-- Data section follows --

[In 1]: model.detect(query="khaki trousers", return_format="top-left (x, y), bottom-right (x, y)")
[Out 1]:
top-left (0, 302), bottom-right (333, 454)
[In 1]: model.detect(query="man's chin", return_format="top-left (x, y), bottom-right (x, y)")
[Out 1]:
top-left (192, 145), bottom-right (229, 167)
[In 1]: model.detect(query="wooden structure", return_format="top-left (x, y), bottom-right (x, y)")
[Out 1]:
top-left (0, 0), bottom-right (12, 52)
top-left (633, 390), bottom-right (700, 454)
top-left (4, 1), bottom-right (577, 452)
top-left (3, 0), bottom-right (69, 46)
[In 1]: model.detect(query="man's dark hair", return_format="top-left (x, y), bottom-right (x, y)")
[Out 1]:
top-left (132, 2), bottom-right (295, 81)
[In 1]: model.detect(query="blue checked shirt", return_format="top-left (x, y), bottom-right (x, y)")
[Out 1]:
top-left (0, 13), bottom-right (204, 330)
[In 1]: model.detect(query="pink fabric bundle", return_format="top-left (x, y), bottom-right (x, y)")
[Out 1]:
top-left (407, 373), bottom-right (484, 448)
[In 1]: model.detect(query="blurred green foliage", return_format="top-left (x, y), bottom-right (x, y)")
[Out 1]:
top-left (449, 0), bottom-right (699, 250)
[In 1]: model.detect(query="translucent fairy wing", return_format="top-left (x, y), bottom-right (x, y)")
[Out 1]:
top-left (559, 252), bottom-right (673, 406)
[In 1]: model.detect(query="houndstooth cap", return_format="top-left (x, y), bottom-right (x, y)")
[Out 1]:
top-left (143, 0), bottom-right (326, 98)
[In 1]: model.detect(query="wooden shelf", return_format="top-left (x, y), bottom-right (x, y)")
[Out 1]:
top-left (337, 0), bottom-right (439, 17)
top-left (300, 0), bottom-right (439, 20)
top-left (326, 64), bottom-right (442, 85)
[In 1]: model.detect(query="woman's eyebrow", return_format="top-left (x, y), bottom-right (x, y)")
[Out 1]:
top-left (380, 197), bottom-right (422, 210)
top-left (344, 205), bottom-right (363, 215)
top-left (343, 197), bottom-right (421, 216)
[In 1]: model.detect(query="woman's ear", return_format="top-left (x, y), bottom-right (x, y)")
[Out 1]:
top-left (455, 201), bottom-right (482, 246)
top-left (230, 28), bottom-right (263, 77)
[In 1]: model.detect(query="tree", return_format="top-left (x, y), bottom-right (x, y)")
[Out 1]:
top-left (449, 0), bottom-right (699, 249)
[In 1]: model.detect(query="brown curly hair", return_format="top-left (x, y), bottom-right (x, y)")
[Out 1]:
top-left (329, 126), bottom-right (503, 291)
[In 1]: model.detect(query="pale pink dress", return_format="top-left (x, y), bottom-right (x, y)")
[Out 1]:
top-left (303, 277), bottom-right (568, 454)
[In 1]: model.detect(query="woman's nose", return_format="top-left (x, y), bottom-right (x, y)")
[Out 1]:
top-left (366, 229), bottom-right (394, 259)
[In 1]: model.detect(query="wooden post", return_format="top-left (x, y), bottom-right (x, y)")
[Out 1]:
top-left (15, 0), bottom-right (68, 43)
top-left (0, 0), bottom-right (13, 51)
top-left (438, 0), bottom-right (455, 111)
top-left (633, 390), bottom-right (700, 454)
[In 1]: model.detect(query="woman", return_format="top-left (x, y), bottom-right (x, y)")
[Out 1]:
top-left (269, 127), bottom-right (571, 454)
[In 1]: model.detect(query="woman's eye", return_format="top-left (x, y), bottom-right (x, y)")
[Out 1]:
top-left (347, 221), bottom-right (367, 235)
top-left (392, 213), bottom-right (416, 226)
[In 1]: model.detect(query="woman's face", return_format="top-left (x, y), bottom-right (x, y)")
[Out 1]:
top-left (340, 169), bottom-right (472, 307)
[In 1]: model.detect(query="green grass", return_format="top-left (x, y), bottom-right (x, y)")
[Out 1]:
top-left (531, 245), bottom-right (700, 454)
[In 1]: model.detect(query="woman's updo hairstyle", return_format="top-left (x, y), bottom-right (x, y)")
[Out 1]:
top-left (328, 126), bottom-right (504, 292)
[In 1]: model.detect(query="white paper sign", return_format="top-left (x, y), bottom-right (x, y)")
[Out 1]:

-- Data section concluded --

#### [What you will do]
Among the lines of the data, some contain the word "wooden". How many are there? Reply with the number alone.

#### [Reply]
3